(Ausgewählter Auszug)
* * * * *
Für eine gewisse Zeit erlangt er die Erinnerung zurück an alles, was in
seinem langen Leben passiert ist. Um den Preis allerdings, dass sein
Zustand mit Nachlassen der Wirkung schlechter sein wird als zuvor. Diesen
futuristisch angehauchten Pakt mit Satan, wie Ptolemy den Doktor nicht ohne
Grund nennt, rückt die Serie gar nicht allzu sehr in den Fokus, wie
überhaupt viele der Nebenplots nur bis zu einem gewissen Punkt verfolgt
werden.
Ein wertvoller Schatz, vor langer Zeit versteckt von Ptolemys Onkel und
Mentor Coydog (Damon Gupton), der einst vor den Augen des Jungen gelyncht
wurde; die aufgebrachte entfernte Verwandtschaft des Rentners, die Robyn
unterstellt, sich eine Erbschaft erschleichen zu wollen; und schließlich
die von Vergeltungsgedanken befeuerte Frage, wer Reggie erschossen hat und
warum.
* * * * *
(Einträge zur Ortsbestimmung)
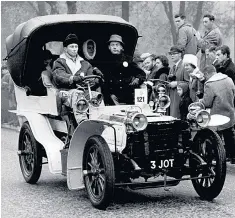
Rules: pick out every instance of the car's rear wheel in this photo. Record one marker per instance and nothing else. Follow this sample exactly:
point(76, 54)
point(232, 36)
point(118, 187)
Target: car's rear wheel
point(208, 145)
point(30, 155)
point(98, 168)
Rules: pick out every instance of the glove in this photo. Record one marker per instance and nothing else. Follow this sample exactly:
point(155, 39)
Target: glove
point(77, 79)
point(97, 72)
point(199, 94)
point(135, 82)
point(171, 77)
point(149, 84)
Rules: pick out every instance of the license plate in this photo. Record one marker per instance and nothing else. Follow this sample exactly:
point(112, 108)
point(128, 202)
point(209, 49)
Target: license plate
point(167, 163)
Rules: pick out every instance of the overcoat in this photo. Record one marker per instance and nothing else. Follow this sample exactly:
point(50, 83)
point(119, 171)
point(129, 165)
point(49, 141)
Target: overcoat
point(181, 75)
point(161, 74)
point(61, 73)
point(119, 72)
point(211, 37)
point(186, 39)
point(219, 93)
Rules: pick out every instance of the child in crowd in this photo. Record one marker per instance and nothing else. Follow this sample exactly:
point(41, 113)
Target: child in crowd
point(185, 101)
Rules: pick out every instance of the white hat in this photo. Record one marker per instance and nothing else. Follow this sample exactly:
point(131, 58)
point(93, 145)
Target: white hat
point(145, 55)
point(190, 59)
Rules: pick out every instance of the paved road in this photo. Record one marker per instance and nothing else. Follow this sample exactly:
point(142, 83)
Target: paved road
point(51, 198)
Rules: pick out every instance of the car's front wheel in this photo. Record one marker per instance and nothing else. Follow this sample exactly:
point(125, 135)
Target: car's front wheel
point(208, 146)
point(98, 169)
point(30, 155)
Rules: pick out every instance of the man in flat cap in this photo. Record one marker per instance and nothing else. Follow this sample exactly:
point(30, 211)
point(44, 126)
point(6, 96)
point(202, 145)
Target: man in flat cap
point(122, 75)
point(177, 74)
point(69, 71)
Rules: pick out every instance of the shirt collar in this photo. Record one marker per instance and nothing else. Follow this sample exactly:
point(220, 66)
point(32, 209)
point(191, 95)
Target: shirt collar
point(67, 56)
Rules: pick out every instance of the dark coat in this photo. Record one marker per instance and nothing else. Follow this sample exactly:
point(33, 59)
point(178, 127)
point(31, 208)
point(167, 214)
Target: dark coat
point(62, 73)
point(161, 74)
point(181, 75)
point(228, 68)
point(211, 37)
point(186, 39)
point(118, 78)
point(219, 93)
point(185, 101)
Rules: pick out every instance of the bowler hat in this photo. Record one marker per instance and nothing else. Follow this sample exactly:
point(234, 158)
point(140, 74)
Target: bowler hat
point(70, 39)
point(175, 49)
point(116, 38)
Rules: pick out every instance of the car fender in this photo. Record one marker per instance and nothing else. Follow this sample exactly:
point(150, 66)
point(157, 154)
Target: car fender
point(44, 134)
point(111, 133)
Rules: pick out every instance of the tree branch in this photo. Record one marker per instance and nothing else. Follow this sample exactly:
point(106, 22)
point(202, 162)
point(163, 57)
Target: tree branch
point(169, 13)
point(53, 5)
point(33, 6)
point(72, 8)
point(182, 8)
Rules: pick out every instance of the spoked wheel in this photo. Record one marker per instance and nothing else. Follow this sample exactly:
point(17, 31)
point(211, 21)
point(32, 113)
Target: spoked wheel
point(98, 169)
point(208, 146)
point(30, 155)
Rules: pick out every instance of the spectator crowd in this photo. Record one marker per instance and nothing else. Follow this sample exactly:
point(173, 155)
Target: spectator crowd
point(209, 79)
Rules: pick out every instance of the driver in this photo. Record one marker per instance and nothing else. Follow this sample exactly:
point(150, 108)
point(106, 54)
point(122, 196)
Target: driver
point(122, 75)
point(69, 71)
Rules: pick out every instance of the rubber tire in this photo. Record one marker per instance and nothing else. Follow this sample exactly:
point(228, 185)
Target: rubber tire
point(34, 176)
point(108, 164)
point(209, 193)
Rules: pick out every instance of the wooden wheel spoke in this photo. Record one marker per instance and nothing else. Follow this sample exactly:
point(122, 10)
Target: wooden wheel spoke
point(101, 182)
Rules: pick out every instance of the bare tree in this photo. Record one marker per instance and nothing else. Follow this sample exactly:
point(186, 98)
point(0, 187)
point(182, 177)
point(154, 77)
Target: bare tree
point(72, 7)
point(125, 10)
point(192, 8)
point(39, 7)
point(54, 7)
point(169, 13)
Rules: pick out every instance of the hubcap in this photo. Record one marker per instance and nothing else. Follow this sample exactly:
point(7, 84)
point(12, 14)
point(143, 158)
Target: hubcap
point(28, 158)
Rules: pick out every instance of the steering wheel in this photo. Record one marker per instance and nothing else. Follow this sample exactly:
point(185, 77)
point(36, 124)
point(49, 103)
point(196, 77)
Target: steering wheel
point(160, 81)
point(87, 80)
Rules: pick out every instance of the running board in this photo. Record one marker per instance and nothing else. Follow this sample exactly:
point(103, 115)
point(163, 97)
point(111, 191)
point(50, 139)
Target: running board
point(158, 184)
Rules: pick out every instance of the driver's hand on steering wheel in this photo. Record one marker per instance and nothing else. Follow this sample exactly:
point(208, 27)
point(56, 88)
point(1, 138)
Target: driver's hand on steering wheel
point(97, 72)
point(78, 79)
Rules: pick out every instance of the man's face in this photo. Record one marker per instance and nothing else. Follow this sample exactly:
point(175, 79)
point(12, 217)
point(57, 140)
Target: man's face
point(115, 47)
point(72, 49)
point(175, 56)
point(90, 49)
point(207, 23)
point(148, 63)
point(188, 68)
point(179, 22)
point(158, 64)
point(220, 57)
point(179, 91)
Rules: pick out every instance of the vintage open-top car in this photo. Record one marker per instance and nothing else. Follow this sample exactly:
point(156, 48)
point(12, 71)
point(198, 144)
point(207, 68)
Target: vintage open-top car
point(135, 146)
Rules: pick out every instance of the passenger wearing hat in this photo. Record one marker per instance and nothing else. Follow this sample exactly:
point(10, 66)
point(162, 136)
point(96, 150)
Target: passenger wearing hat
point(177, 74)
point(122, 75)
point(195, 84)
point(69, 71)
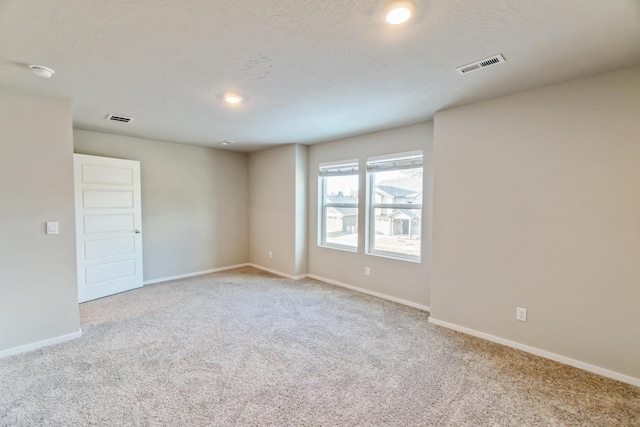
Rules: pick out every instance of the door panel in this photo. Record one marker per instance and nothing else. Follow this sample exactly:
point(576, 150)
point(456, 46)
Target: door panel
point(108, 223)
point(107, 199)
point(108, 226)
point(110, 271)
point(108, 247)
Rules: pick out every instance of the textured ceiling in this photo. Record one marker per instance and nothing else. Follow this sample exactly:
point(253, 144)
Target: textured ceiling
point(311, 71)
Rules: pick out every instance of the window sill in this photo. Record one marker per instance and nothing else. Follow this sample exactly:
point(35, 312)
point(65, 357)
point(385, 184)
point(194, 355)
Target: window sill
point(391, 255)
point(338, 247)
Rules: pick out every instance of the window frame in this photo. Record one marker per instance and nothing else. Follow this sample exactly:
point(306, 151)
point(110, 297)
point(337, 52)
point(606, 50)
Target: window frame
point(391, 162)
point(338, 168)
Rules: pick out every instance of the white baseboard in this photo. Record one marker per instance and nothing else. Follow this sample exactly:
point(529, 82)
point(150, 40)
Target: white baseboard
point(278, 273)
point(40, 344)
point(542, 353)
point(368, 292)
point(344, 285)
point(197, 273)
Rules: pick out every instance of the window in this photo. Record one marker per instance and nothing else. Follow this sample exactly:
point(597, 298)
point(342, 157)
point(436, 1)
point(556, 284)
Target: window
point(395, 205)
point(339, 205)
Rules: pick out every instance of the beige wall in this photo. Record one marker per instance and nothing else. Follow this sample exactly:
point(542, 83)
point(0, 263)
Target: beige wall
point(301, 207)
point(400, 279)
point(194, 202)
point(38, 291)
point(537, 205)
point(273, 176)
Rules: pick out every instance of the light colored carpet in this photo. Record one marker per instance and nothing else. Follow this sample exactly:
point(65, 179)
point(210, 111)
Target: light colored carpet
point(247, 348)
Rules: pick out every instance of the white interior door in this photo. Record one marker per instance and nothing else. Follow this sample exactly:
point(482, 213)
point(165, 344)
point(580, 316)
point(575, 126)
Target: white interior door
point(108, 226)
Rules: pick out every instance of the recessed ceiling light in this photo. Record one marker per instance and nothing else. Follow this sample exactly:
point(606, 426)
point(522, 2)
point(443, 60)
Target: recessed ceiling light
point(232, 98)
point(41, 71)
point(398, 12)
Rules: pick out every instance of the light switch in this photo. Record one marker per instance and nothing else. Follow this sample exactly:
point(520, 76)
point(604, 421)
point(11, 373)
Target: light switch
point(52, 227)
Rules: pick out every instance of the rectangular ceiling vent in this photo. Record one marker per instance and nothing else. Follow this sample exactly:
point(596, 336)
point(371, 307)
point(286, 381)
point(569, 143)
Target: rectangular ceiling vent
point(483, 63)
point(119, 118)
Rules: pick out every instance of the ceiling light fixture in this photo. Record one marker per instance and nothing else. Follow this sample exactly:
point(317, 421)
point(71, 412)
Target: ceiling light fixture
point(41, 71)
point(232, 98)
point(398, 12)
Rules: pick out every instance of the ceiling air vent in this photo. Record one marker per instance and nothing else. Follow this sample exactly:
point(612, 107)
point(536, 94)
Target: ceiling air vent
point(119, 118)
point(483, 63)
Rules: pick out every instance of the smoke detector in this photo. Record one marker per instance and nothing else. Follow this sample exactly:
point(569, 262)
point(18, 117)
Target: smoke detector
point(42, 71)
point(483, 63)
point(119, 118)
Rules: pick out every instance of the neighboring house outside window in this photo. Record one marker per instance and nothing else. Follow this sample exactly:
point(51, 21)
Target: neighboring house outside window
point(338, 219)
point(395, 205)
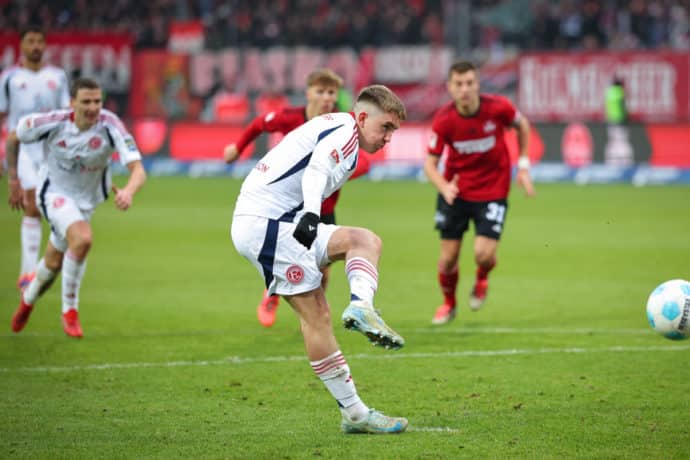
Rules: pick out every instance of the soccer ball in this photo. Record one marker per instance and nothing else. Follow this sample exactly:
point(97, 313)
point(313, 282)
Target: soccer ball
point(668, 309)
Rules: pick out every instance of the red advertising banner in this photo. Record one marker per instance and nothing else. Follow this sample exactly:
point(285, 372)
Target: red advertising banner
point(570, 87)
point(106, 57)
point(160, 87)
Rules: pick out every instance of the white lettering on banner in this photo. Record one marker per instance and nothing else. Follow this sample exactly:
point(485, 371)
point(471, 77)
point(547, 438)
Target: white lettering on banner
point(482, 145)
point(286, 69)
point(412, 64)
point(109, 62)
point(571, 87)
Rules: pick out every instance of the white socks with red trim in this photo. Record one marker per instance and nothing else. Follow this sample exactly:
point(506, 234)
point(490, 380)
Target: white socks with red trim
point(335, 374)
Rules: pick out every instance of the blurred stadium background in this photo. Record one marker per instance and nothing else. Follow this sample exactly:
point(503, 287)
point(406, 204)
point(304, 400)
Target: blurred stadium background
point(187, 75)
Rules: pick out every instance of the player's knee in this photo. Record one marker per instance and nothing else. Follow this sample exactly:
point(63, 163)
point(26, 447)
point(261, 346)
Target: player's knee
point(447, 264)
point(81, 242)
point(30, 208)
point(484, 258)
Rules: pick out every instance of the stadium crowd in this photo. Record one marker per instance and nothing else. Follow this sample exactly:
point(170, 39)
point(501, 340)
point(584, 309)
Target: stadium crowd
point(525, 24)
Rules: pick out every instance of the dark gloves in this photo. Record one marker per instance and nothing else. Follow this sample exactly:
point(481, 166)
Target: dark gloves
point(305, 232)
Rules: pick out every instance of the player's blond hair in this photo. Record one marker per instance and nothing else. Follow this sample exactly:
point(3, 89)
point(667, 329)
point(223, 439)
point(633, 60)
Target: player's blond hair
point(325, 77)
point(382, 98)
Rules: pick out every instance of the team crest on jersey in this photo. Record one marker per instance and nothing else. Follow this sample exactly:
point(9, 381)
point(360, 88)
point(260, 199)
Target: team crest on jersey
point(433, 140)
point(131, 146)
point(294, 274)
point(95, 142)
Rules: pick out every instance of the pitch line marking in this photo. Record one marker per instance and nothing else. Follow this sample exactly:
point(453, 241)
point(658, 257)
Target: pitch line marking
point(433, 429)
point(426, 330)
point(537, 330)
point(238, 360)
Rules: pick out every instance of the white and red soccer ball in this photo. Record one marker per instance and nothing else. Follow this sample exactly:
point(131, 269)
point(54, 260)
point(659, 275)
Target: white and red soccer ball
point(668, 309)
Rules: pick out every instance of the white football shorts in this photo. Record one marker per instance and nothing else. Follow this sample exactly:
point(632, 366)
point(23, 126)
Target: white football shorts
point(60, 211)
point(287, 267)
point(28, 164)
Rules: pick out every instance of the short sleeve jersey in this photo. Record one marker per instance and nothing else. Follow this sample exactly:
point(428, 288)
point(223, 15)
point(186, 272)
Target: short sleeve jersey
point(76, 162)
point(477, 150)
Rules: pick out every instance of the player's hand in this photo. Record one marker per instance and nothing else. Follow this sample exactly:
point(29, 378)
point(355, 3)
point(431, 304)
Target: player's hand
point(524, 180)
point(230, 153)
point(123, 198)
point(450, 190)
point(305, 232)
point(15, 198)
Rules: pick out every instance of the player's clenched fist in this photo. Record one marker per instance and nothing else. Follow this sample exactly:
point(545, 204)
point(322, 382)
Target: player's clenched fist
point(305, 232)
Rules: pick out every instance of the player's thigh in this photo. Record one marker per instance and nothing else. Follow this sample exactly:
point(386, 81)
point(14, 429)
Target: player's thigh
point(287, 267)
point(489, 218)
point(27, 169)
point(451, 220)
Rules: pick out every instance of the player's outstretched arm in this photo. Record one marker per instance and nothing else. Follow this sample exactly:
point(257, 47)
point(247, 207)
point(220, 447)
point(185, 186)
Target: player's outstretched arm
point(523, 177)
point(137, 178)
point(448, 190)
point(15, 191)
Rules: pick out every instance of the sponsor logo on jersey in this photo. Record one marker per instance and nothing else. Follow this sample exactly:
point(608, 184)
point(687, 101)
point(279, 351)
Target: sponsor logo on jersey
point(261, 167)
point(294, 274)
point(482, 145)
point(433, 140)
point(95, 143)
point(131, 146)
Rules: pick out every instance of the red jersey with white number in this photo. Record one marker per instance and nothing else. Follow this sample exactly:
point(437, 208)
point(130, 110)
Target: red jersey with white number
point(284, 121)
point(477, 152)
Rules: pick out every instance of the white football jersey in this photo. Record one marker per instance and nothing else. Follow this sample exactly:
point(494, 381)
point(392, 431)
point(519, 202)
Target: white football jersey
point(76, 162)
point(23, 91)
point(308, 165)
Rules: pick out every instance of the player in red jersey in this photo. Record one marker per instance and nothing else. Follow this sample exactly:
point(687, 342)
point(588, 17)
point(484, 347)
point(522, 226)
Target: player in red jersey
point(321, 94)
point(475, 181)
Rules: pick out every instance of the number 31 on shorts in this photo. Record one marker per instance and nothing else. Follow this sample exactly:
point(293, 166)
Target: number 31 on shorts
point(496, 212)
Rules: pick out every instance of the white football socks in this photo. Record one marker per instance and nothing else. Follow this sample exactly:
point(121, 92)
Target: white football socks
point(30, 242)
point(363, 277)
point(335, 374)
point(72, 274)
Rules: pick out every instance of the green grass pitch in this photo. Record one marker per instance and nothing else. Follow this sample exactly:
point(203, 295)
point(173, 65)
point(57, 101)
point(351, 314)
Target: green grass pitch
point(560, 363)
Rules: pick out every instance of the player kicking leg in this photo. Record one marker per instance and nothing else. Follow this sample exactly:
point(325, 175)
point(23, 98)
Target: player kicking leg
point(66, 254)
point(485, 257)
point(30, 230)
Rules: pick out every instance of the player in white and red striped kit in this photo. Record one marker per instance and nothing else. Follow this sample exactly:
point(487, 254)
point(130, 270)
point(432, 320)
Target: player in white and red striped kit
point(475, 181)
point(276, 227)
point(74, 178)
point(28, 87)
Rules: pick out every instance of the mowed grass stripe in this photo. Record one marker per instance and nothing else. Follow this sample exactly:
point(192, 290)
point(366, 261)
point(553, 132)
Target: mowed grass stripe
point(273, 359)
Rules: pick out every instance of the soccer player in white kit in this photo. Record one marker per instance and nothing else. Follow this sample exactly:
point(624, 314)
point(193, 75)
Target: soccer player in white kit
point(29, 87)
point(74, 179)
point(276, 227)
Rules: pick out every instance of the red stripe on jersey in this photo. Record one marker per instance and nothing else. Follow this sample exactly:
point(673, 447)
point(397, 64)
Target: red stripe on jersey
point(51, 117)
point(351, 143)
point(115, 121)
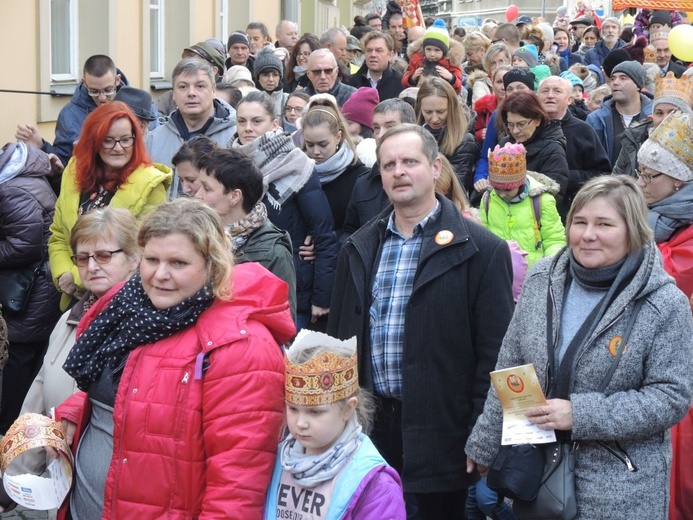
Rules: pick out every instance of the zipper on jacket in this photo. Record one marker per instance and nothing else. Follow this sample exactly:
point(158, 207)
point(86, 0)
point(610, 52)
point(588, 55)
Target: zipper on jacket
point(620, 454)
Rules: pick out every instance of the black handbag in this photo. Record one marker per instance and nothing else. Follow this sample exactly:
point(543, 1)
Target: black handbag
point(16, 286)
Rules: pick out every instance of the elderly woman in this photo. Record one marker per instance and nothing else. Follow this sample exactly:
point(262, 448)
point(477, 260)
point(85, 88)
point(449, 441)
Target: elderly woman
point(184, 377)
point(110, 167)
point(610, 268)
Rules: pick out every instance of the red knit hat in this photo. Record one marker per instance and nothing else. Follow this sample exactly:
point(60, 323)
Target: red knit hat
point(359, 107)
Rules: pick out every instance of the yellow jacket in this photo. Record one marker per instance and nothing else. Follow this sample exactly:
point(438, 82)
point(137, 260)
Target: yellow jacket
point(144, 189)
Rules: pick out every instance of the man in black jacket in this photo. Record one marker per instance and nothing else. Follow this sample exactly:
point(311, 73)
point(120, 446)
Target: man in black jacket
point(584, 151)
point(376, 71)
point(428, 296)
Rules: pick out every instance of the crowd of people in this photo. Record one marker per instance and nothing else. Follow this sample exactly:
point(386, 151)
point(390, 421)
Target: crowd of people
point(284, 283)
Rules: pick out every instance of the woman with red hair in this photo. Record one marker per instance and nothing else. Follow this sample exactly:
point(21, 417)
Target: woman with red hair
point(110, 167)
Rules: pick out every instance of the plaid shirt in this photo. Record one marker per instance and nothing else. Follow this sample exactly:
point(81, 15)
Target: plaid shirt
point(392, 286)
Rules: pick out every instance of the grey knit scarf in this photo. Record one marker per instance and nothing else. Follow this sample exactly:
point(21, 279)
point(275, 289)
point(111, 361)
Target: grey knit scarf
point(335, 165)
point(281, 164)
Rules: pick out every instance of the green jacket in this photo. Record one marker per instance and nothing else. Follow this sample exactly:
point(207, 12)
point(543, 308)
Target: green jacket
point(516, 221)
point(270, 247)
point(144, 189)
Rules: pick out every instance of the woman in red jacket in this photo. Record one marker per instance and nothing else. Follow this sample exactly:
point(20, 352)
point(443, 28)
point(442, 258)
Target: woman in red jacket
point(183, 380)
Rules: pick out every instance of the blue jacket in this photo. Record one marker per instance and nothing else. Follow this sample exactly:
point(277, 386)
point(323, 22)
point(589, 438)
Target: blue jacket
point(602, 123)
point(596, 55)
point(366, 489)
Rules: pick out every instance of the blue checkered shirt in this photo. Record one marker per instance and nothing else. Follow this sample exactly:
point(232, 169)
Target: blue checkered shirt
point(392, 286)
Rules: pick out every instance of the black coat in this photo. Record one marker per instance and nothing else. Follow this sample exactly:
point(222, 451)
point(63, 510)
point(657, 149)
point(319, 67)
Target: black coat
point(368, 200)
point(389, 86)
point(456, 317)
point(338, 192)
point(546, 153)
point(307, 212)
point(585, 154)
point(27, 205)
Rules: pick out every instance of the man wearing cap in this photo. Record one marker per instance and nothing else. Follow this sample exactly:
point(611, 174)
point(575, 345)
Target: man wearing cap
point(239, 51)
point(578, 27)
point(322, 73)
point(626, 106)
point(100, 82)
point(428, 296)
point(198, 113)
point(376, 71)
point(286, 34)
point(584, 151)
point(610, 41)
point(660, 42)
* * * * *
(Aufgaben)
[1] Fassen Sie den ausgewählten Auszug in zwei Sätzen zusammen.
[2] Wer hat laut dem ausgewählten Auszug vor langer Zeit einen wertvollen Schatz versteckt?

(Antworten je Aufgabe)
[1] Ein futuristisch angehauchter Pakt mit dem Doktor, den Ptolemy nicht ohne Grund Satan nennt, bringt für eine gewisse Zeit die Erinnerung an alles zurück, was in einem langen Leben passiert ist, doch mit Nachlassen der Wirkung wird der Zustand schlechter sein als zuvor. Die Serie rückt diesen Pakt nicht allzu sehr in den Fokus und verfolgt auch viele Nebenplots nur bis zu einem gewissen Punkt, etwa einen von Coydog versteckten Schatz, den Vorwurf der Verwandtschaft, Robyn wolle sich eine Erbschaft erschleichen, und die Frage, wer Reggie erschossen hat und warum.

[2] Ptolemys Onkel und Mentor Coydog.